■ Set tasks:
1 > In the post below about being sick in New York, shorten the paragraph that begins "But the worst part of being sick in New York" while keeping its main facts.
2 > Go on with the post below about being sick in New York, starting after its final line.

■ Passage given:
+-------+
But the worst part of being sick in New York by far is just getting around. You know those days when your muscles are failing you and it feels like you just did CrossFit but really all you did was roll out of bed to the bathroom? Well imagine having that feeling but still having to walk 7 blocks to the subway, then do multiple flights of stairs. WOOF.

Here’s hoping I get better soon. Long Legs Sick City signing off. I will now go buy stock in Kleenex. Or Charmin. And I’ll leave you with my favorite poem of all time, Sick, by Shel Silverstein.

“I cannot go to school today,”

Said little Peggy Ann McKay.

“I have the measles and the mumps,

A gash, a rash and purple bumps.

My mouth is wet, my throat is dry,

I’m going blind in my right eye.

My tonsils are as big as rocks,

I’ve counted sixteen chicken pox

And there’s one more—that’s seventeen,

And don’t you think my face looks green?

My leg is cut—my eyes are blue—

It might be instamatic flu.
+-------+
■ Dataset records:
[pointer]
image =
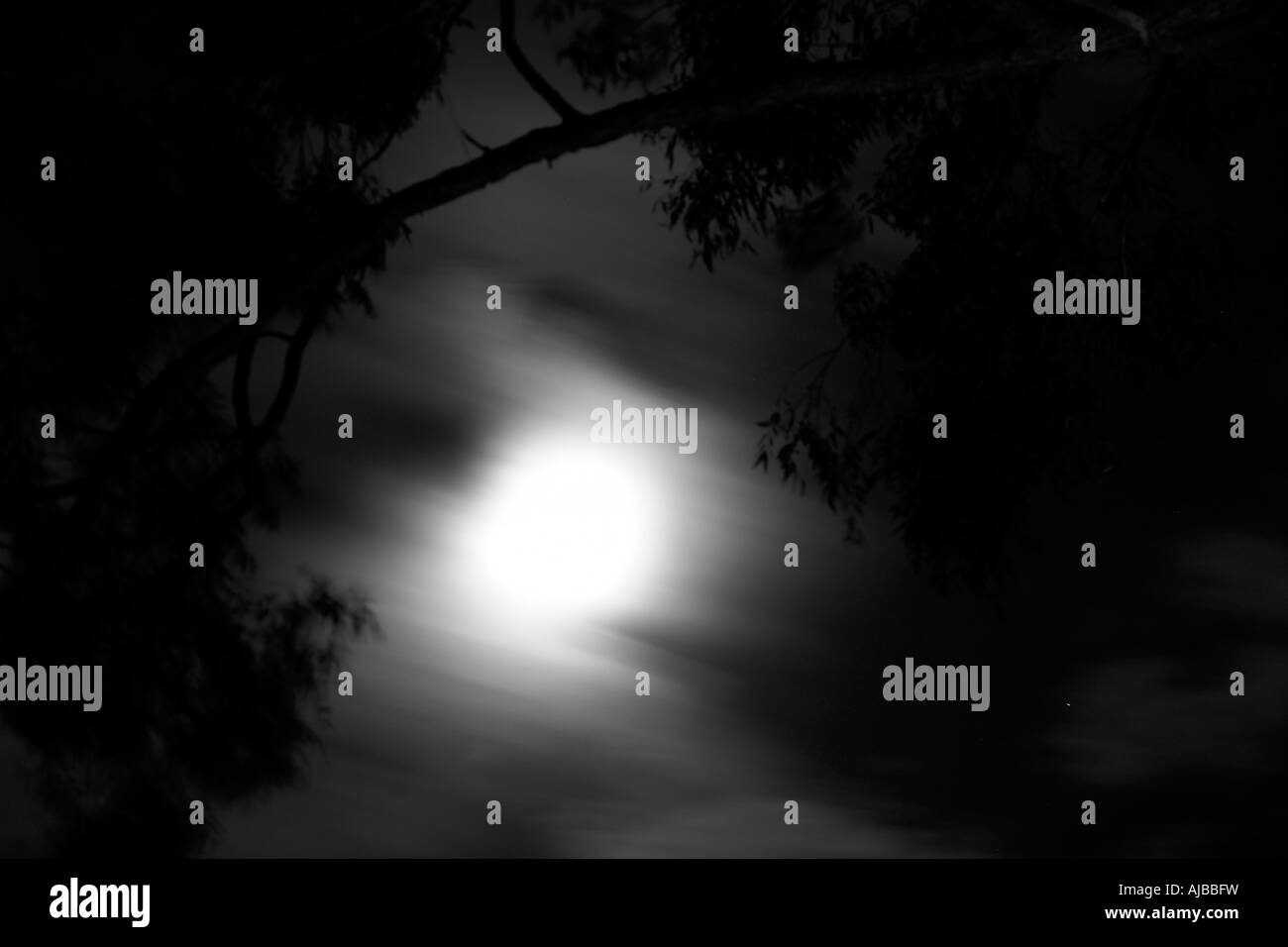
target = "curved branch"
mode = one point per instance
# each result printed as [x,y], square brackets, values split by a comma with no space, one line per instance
[509,39]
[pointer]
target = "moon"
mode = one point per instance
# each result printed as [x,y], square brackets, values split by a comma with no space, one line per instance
[562,534]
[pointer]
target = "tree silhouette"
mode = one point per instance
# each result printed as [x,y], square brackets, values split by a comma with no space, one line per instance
[171,161]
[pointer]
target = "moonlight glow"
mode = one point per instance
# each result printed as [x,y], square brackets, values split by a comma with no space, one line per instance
[562,531]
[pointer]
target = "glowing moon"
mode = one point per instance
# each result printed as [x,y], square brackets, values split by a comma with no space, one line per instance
[562,531]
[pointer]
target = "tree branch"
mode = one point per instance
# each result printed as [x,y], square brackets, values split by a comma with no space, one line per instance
[1186,30]
[510,43]
[692,106]
[1132,21]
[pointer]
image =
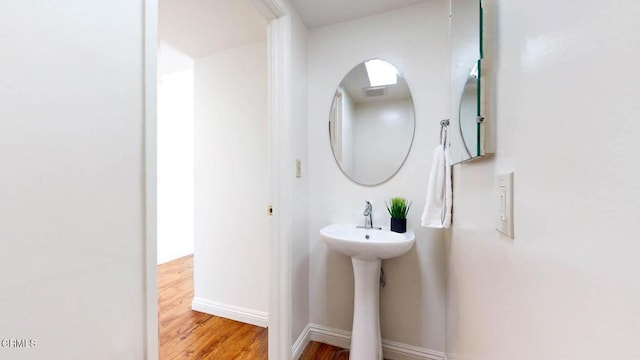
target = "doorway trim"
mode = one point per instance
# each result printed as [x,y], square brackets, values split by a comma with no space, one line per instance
[279,29]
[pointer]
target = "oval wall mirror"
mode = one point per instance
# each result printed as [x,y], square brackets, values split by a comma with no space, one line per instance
[371,122]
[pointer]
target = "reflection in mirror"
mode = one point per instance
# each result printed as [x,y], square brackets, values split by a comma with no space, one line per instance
[371,122]
[469,114]
[466,84]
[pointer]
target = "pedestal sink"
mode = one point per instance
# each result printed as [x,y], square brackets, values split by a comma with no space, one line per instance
[367,248]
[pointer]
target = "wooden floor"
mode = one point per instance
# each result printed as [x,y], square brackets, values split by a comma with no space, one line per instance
[188,334]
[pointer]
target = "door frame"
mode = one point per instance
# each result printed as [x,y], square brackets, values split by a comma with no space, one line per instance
[280,150]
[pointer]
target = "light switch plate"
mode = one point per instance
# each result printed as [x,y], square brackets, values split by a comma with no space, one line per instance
[298,168]
[504,195]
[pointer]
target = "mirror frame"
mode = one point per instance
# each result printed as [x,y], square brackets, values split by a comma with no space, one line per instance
[481,149]
[331,130]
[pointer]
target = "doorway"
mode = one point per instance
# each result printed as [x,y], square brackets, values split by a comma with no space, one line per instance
[223,45]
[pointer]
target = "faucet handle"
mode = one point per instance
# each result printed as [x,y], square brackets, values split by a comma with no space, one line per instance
[368,208]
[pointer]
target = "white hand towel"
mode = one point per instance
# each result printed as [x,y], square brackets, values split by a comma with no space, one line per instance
[437,209]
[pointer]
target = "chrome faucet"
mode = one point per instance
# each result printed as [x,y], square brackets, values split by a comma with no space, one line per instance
[368,210]
[368,222]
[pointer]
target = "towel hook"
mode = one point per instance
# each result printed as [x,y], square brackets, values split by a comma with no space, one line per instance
[444,126]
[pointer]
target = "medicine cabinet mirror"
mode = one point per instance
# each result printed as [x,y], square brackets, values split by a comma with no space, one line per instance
[467,123]
[371,122]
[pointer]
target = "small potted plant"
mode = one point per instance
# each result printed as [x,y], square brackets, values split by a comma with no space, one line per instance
[398,208]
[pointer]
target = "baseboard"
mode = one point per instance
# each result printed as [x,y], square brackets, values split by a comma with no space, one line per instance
[249,316]
[391,349]
[301,343]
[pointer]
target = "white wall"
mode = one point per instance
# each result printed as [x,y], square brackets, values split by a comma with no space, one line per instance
[175,165]
[72,188]
[413,302]
[231,265]
[300,189]
[565,98]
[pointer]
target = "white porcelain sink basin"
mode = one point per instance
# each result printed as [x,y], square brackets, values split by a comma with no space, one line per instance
[367,244]
[367,248]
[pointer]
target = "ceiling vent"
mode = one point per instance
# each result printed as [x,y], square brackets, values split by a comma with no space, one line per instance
[374,91]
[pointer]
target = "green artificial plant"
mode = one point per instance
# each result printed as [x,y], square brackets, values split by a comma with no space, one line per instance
[398,207]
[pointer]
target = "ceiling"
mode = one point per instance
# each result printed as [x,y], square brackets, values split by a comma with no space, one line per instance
[189,29]
[318,13]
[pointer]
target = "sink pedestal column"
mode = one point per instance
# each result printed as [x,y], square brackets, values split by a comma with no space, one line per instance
[366,343]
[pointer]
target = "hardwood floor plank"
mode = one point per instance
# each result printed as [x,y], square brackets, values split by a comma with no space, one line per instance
[187,334]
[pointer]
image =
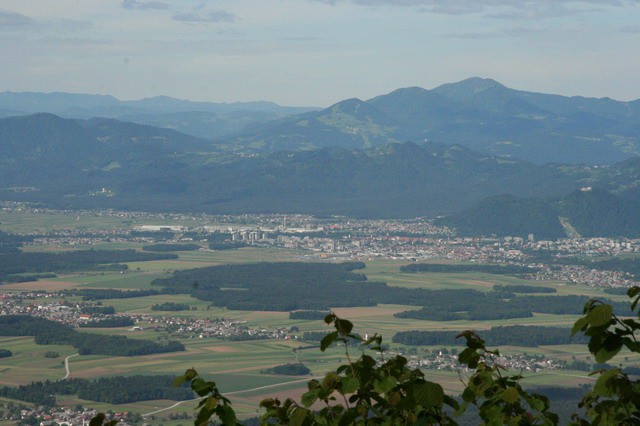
+-------+
■ Answers for this exercise:
1 > Getting around is the hardest part of being sick in New York. Even when your muscles are so weak that getting out of bed to reach the bathroom feels like a CrossFit workout, you still have to walk seven blocks to the subway and climb several flights of stairs.

2 >
I cough and sneeze and gasp and choke,

I’m sure that my left leg is broke—

My hip hurts when I move my chin,

My belly button’s caving in,

My back is wrenched, my ankle’s sprained,

My ‘pendix pains each time it rains.

My nose is cold, my toes are numb.

I have a sliver in my thumb.

My neck is stiff, my voice is weak,

I hardly whisper when I speak.

My tongue is filling up my mouth,

I think my hair is falling out.

My elbow’s bent, my spine ain’t straight,

My temperature is one-o-eight.

My brain is shrunk, I cannot hear,

There is a hole inside my ear.

I have a hangnail, and my heart is—what?

What’s that? What’s that you say?

You say today is. . .Saturday?

G’bye, I’m going out to play!”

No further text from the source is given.